## BEGIN Data records

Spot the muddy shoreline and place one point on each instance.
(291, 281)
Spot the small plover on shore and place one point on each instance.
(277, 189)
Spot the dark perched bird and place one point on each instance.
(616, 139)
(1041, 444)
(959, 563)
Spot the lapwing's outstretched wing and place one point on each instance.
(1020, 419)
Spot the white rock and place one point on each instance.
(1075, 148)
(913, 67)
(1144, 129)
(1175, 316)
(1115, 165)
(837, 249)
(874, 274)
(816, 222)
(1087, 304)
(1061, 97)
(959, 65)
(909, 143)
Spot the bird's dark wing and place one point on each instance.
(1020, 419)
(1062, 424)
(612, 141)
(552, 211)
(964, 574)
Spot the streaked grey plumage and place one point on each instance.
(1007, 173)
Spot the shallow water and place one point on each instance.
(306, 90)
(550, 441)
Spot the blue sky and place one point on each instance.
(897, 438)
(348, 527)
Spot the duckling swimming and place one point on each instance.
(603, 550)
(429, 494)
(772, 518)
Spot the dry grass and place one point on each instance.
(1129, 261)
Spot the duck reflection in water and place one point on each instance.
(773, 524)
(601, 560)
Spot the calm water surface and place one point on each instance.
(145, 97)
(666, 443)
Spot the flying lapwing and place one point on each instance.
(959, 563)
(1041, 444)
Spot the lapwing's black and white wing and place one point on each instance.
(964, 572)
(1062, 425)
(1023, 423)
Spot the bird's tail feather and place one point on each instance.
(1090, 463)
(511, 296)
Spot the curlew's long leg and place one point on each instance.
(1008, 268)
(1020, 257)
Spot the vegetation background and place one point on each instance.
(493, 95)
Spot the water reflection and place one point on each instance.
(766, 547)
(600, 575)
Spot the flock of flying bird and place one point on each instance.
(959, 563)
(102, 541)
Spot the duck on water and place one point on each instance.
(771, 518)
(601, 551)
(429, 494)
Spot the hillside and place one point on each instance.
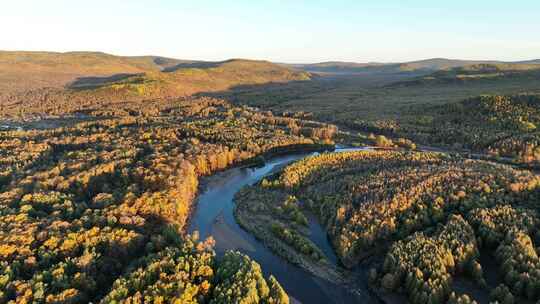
(476, 72)
(420, 67)
(97, 211)
(500, 125)
(44, 84)
(21, 71)
(423, 223)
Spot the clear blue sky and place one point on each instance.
(285, 31)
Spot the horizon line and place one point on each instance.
(276, 62)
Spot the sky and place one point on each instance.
(280, 31)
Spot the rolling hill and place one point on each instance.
(421, 66)
(44, 84)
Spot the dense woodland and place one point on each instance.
(502, 126)
(430, 215)
(95, 211)
(101, 158)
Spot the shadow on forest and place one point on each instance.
(93, 82)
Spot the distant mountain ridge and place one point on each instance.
(420, 66)
(24, 71)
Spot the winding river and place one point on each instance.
(214, 217)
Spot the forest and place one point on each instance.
(420, 223)
(96, 211)
(103, 158)
(501, 126)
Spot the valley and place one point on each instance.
(156, 180)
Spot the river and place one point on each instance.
(214, 217)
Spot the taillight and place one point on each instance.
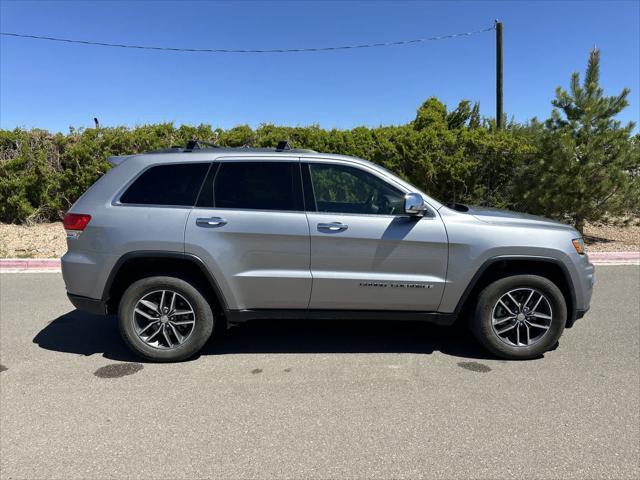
(76, 221)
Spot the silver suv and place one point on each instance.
(184, 241)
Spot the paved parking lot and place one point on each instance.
(316, 399)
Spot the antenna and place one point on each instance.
(282, 146)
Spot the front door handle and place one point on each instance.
(211, 222)
(332, 227)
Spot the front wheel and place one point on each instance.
(164, 319)
(519, 317)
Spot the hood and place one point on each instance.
(503, 217)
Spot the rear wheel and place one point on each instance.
(519, 317)
(164, 319)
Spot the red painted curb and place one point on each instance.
(614, 255)
(54, 263)
(29, 263)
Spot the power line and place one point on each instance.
(227, 50)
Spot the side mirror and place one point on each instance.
(414, 204)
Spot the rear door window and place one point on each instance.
(258, 186)
(175, 184)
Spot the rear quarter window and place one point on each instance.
(175, 184)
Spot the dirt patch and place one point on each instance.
(48, 240)
(117, 370)
(43, 240)
(605, 238)
(475, 367)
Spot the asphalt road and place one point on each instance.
(316, 400)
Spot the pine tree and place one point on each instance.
(588, 165)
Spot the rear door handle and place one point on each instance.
(211, 222)
(332, 227)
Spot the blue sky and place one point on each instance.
(55, 86)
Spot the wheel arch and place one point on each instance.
(503, 266)
(136, 265)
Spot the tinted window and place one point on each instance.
(342, 189)
(258, 186)
(177, 184)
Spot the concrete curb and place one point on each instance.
(22, 265)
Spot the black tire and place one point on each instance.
(481, 320)
(202, 328)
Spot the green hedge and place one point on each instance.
(452, 155)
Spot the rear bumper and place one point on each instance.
(89, 305)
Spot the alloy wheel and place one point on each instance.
(163, 319)
(522, 317)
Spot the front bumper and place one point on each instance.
(89, 305)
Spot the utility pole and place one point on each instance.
(498, 74)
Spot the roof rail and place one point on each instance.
(196, 144)
(282, 146)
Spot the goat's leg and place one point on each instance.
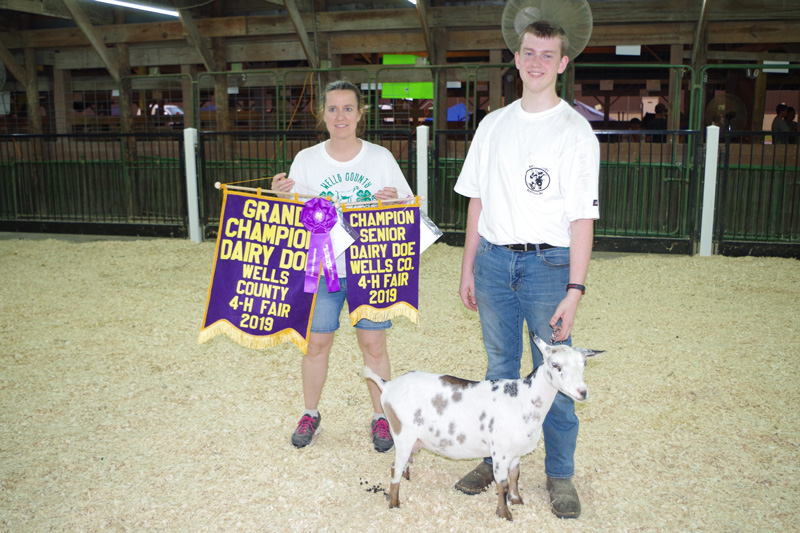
(502, 506)
(513, 486)
(500, 471)
(399, 469)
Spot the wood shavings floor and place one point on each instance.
(114, 418)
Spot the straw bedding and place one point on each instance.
(114, 418)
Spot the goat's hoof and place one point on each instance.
(504, 513)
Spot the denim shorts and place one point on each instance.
(328, 310)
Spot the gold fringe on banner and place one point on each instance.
(379, 315)
(252, 341)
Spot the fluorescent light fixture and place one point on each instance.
(140, 7)
(629, 50)
(776, 70)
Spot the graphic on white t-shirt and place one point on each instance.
(537, 180)
(356, 194)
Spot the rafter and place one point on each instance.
(199, 42)
(302, 34)
(16, 69)
(96, 41)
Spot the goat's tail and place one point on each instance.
(368, 373)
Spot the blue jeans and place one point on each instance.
(512, 287)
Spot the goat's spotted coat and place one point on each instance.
(462, 419)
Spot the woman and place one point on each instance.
(345, 168)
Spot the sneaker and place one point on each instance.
(563, 498)
(306, 429)
(478, 480)
(381, 437)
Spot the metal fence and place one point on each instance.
(648, 190)
(759, 192)
(251, 159)
(93, 183)
(134, 184)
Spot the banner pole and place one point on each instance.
(709, 191)
(193, 198)
(423, 133)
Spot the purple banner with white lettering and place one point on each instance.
(383, 263)
(256, 294)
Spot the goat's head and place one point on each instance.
(563, 367)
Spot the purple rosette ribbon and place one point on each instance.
(319, 217)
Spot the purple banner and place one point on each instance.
(256, 294)
(319, 217)
(383, 263)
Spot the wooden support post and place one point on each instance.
(439, 36)
(125, 89)
(32, 92)
(62, 100)
(190, 107)
(759, 100)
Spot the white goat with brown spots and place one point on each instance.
(461, 419)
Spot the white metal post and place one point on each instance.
(193, 198)
(709, 191)
(422, 165)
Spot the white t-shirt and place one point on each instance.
(373, 168)
(534, 174)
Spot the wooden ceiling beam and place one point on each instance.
(374, 22)
(56, 9)
(302, 34)
(430, 42)
(198, 41)
(14, 66)
(94, 37)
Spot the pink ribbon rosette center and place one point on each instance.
(319, 217)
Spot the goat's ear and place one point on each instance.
(589, 353)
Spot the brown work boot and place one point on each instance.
(563, 498)
(476, 481)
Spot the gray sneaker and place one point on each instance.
(306, 429)
(563, 498)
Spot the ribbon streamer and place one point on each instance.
(319, 217)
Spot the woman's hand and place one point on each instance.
(387, 193)
(281, 183)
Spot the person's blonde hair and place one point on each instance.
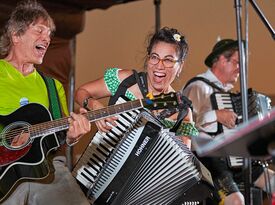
(24, 14)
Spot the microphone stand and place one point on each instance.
(243, 85)
(247, 168)
(261, 15)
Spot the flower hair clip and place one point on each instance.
(177, 37)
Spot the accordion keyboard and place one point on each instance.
(92, 160)
(148, 166)
(258, 105)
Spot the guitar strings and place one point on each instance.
(36, 128)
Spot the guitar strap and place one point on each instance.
(54, 103)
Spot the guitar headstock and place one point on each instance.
(162, 101)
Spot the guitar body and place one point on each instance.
(29, 162)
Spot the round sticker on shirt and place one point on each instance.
(24, 101)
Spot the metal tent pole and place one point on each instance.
(243, 86)
(69, 150)
(157, 14)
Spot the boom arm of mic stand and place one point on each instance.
(263, 18)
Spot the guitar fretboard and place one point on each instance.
(51, 127)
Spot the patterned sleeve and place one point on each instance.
(112, 82)
(111, 79)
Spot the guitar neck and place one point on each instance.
(54, 126)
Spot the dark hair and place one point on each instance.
(25, 13)
(169, 35)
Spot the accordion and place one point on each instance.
(149, 166)
(258, 104)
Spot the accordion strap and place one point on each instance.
(213, 85)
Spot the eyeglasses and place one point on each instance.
(235, 62)
(167, 62)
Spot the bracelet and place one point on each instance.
(86, 102)
(71, 144)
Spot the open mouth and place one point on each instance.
(41, 49)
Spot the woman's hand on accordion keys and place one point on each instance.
(103, 125)
(227, 118)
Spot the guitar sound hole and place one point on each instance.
(16, 136)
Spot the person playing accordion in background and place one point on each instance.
(223, 73)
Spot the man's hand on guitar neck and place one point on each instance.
(79, 125)
(227, 118)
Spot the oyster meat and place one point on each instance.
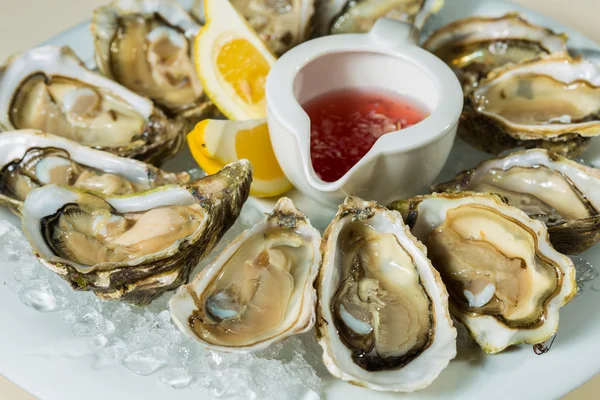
(383, 319)
(474, 46)
(259, 290)
(563, 194)
(551, 102)
(146, 46)
(506, 281)
(359, 16)
(49, 89)
(30, 159)
(134, 247)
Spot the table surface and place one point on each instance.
(34, 21)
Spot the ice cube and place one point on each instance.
(146, 361)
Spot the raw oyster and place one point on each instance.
(50, 89)
(474, 46)
(259, 290)
(30, 159)
(146, 46)
(281, 24)
(506, 281)
(135, 247)
(383, 319)
(552, 102)
(563, 194)
(359, 16)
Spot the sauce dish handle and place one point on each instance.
(392, 33)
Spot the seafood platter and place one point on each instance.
(409, 186)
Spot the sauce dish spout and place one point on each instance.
(399, 162)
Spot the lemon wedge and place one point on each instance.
(215, 143)
(232, 62)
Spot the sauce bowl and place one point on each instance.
(401, 163)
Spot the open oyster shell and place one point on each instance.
(135, 247)
(30, 159)
(146, 46)
(563, 194)
(474, 46)
(552, 102)
(506, 281)
(359, 16)
(259, 290)
(383, 319)
(50, 89)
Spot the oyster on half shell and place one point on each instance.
(506, 281)
(146, 46)
(551, 102)
(259, 290)
(30, 159)
(382, 319)
(563, 194)
(134, 247)
(359, 16)
(474, 46)
(50, 89)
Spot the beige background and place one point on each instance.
(26, 23)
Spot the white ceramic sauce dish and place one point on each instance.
(401, 163)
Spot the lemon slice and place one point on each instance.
(232, 62)
(215, 143)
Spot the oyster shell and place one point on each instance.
(506, 281)
(146, 46)
(359, 16)
(281, 24)
(563, 194)
(552, 102)
(383, 319)
(30, 159)
(474, 46)
(49, 89)
(135, 247)
(259, 290)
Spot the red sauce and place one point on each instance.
(346, 123)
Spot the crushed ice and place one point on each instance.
(144, 340)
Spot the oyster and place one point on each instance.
(383, 318)
(506, 281)
(135, 247)
(50, 89)
(259, 290)
(281, 24)
(359, 16)
(563, 194)
(474, 46)
(552, 102)
(146, 46)
(30, 159)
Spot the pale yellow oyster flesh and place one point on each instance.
(552, 102)
(383, 319)
(134, 247)
(50, 89)
(146, 45)
(77, 111)
(506, 281)
(474, 46)
(30, 159)
(259, 290)
(563, 194)
(359, 16)
(92, 234)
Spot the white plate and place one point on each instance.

## END Data records

## Written instruction
Starting at the line that contains "Spot the red sauce", write out every line to the end of the entries, exactly as given.

## Output for this exercise
Spot the red sauce and place one point on each instance.
(346, 123)
Spot the crushed ice and place one point on each instance.
(144, 340)
Spot the oyster and place one point on each instance.
(383, 318)
(506, 281)
(135, 247)
(50, 89)
(259, 290)
(281, 24)
(359, 16)
(563, 194)
(474, 46)
(552, 102)
(146, 46)
(30, 159)
Spot the pale yellow oyster flesh and place one point on each instance.
(552, 102)
(383, 319)
(134, 247)
(50, 89)
(146, 45)
(77, 111)
(506, 281)
(474, 46)
(30, 159)
(259, 290)
(563, 194)
(359, 16)
(92, 234)
Spot the white plate and place one point on each instance.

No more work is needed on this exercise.